-- SELECTED EXCERPT --

********************

We stand for a while in silence, staring through sunglasses at the glistening curves and swoops and pointy bits. In late afternoon under a cloudless sky, the Guggenheim’s metallic mantle is a blue-tinted silver. Come sunset, it turns pink and orange. On those days when the Nervion is in no great hurry to get to the sea, the whole marvellously mad melange of titanium, limestone and glass is mirrored on the water.
I ask Txabi what the museum’s shiny shell reminds him of.
“To me, it looks like a ship,” he says, and points. “Look there, and there – you can see the shape of ship’s bows. Then again, maybe a flower in bloom. A big silver flower. And because the tiles look like fish scales, I sometimes picture the fresh sardines in the Ribera market.”
I see what he means, but he’s missing the glaringly obvious.
“So, it doesn’t remind you of a turkey?” I ask, and take his snigger as a “no”.

Two of brash US artist Jeff Koons' less-offensive sculptures in the Guggenheim Museum


Art attack
Inside, the Guggenheim (James Bond fans will know it featured in the pre-titles sequence of the 1999 film, The World Is Not Enough), is hosting an exhibition by brash American artist Jeff Koons. This is the guy who sculpts colourful, gigantic balloon animals from stainless steel with mirror-finish surfaces, and the place is full of them. In November 2013, his Balloon Dog (Orange) sold at Christie’s in New York for $58.4m, making it the most expensive work by a living artist sold at auction. But that’s not all he sculpts, as I discover to my acute embarrassment.
One of his pieces is an oversized but anatomically precise sculpture of himself and his now former wife, Hungarian-born but naturalised Italian porn star Ilona Staller, going at it like rabbits. It takes a lot to shock me, but it nearly gives me an art attack. If the Mona Lisa had been hung in the same gallery, her eyebrows would have shot out of the top of her frame – even though she doesn’t have any.
“Txabi, you might have warned me,” I half-whisper, half-hiss. I’m mortified, and suddenly fascinated by the ceiling, the floor, my shoes, but especially the exit.
“I might have,” he says with a grin, “but I wanted to see your reaction.”
It’s not the first time I’ve been led up the garden path, but that was the last thing I expected to see behind the bushes.
Koons married Staller, who’s better known as Cicciolina and served as a member of the Italian parliament, in 1991. He spoke no Italian and she had very little English (she didn’t really need any as all her movies are subtitled – I’m told), so he courted her in Rome with the help of an interpreter. It gets sillier. The interpreter became infatuated with Koons and Cicciolina showed her the door, so he began conversing with his beloved in English – with a heavy Italian accent.
I don’t know what he whispered in her ear, but if it was the lyrics to Joe Dolce’s 1980 chart-topper, Ah, Shaddap You Face, it’s no bigg-a sapprise that the marriage lasted only two years.

Everyone in Bilbao loves Jeff Koons' cute Puppy, as do visitors to the Guggenheim
Puppy love
I push my offended eyes back into their sockets and we step outside. Towering over the Guggenheim’s main entrance and as cute as can be is Koons’ giant floral Puppy. Standing 13 metres high, it’s an accurate sculpture of a West Highland Terrier that’s covered in scores of thousands of growing flowers – petunias, lobelias and begonias, to name a few – with an integrated irrigation system that keeps it in colourful blossom year-round. It was intended as a temporary installation, but the people of Bilbao fell in love with it, so it’s staying put. It’s the prolific Koons’ most-admired work, and I think it’s blooming lovely.

********************

-- RECORD EXCERPTS --
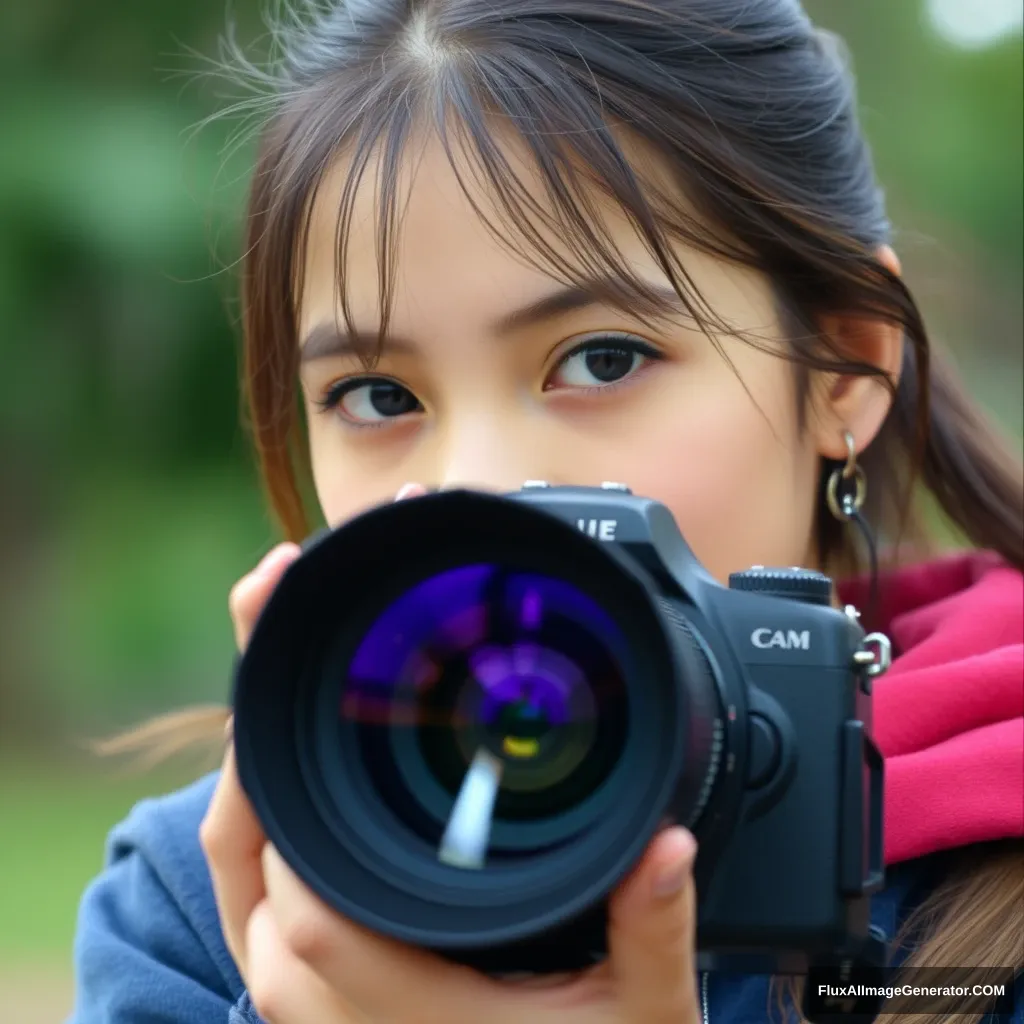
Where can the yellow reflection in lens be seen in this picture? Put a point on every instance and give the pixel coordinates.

********************

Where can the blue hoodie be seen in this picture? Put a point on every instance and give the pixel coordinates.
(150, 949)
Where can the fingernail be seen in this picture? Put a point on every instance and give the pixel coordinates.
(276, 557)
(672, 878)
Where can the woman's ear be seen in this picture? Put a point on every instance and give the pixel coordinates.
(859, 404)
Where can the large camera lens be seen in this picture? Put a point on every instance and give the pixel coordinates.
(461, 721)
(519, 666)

********************

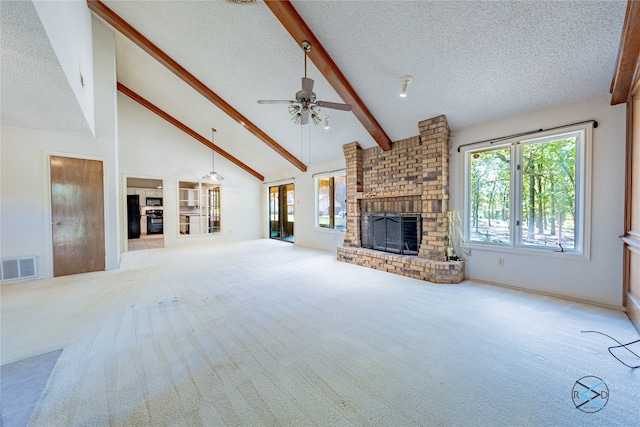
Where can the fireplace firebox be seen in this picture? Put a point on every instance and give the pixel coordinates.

********************

-- PROBLEM DESCRIPTION --
In the travel piece on Bilbao's Guggenheim, the giant floral Puppy was first meant to be temporary. According to the piece, why is it staying put? Answer in one to three sentences.

-- TASK ANSWER --
Puppy is staying because the people of Bilbao fell in love with it.